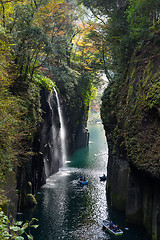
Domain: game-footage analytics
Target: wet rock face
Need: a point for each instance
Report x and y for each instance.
(136, 194)
(47, 149)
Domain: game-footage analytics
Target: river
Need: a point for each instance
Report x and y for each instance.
(66, 210)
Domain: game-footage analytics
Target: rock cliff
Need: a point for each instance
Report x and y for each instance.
(130, 114)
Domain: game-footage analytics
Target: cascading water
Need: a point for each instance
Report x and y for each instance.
(53, 135)
(62, 129)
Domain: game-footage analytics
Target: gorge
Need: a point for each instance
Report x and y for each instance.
(53, 56)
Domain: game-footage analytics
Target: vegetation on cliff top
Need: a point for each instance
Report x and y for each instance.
(130, 104)
(44, 44)
(130, 108)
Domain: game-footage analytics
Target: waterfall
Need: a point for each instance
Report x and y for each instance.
(62, 129)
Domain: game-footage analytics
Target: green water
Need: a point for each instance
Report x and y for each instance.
(67, 210)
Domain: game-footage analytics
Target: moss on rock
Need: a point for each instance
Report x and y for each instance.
(30, 200)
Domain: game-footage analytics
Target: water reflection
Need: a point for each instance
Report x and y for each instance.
(66, 210)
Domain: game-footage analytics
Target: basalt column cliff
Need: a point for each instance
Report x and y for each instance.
(131, 116)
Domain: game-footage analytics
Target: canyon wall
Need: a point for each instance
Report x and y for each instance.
(130, 114)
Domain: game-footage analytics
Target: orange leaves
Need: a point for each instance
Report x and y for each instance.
(52, 17)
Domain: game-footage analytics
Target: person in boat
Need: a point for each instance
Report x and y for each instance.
(111, 225)
(116, 228)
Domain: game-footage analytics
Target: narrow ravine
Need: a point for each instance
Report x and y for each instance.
(67, 210)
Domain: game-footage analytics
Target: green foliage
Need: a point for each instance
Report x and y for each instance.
(43, 82)
(15, 231)
(142, 15)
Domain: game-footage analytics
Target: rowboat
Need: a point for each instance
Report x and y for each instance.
(83, 181)
(103, 178)
(114, 231)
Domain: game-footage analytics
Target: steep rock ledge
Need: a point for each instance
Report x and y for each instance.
(130, 114)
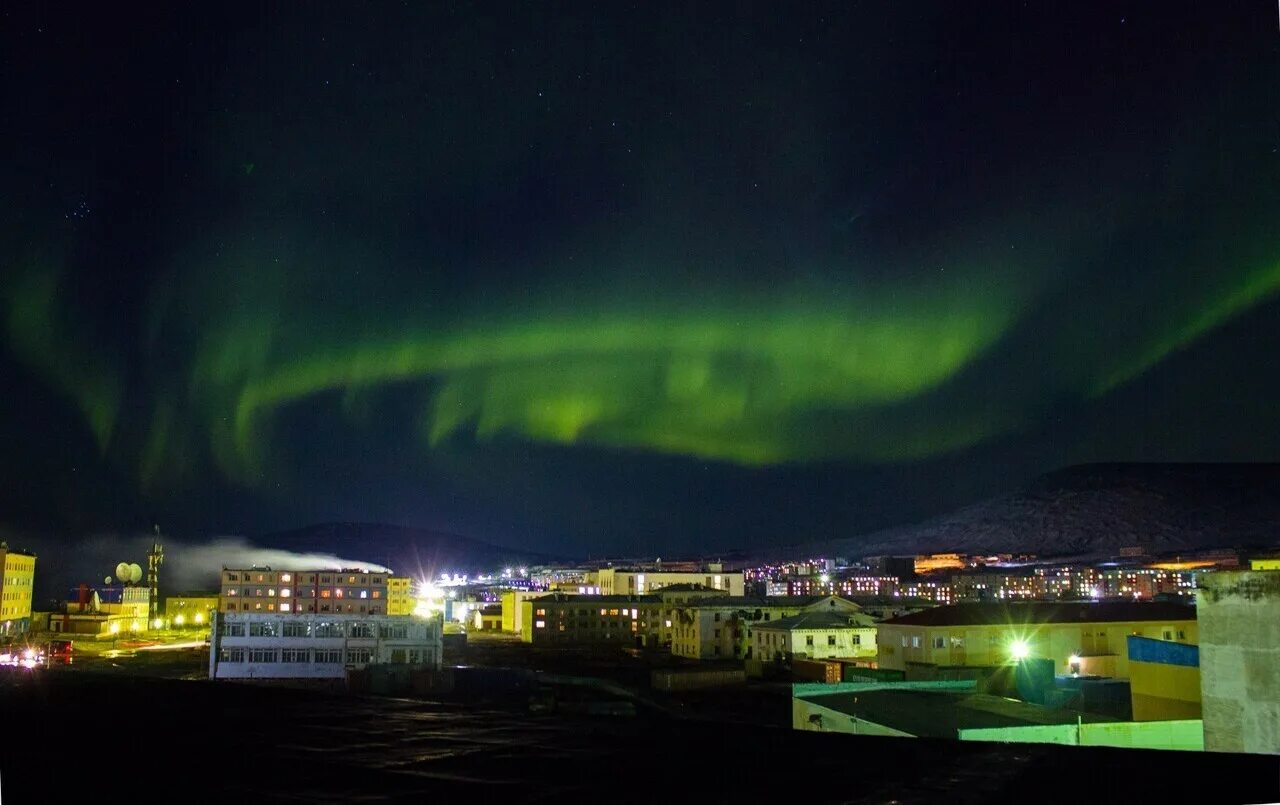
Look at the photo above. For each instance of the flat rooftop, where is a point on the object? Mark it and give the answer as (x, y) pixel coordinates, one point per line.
(938, 714)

▶ **Written instruction**:
Everything from the line that contains "Look at the" through the end of the records must be duplicated exactly, and nothing outside that range.

▶ **Exercise output**:
Look at the photo above. For each instance of the flat rooftop, where is a point on the object? Mark it and give the answer as (x, y) pixel coordinates, one point per line.
(938, 714)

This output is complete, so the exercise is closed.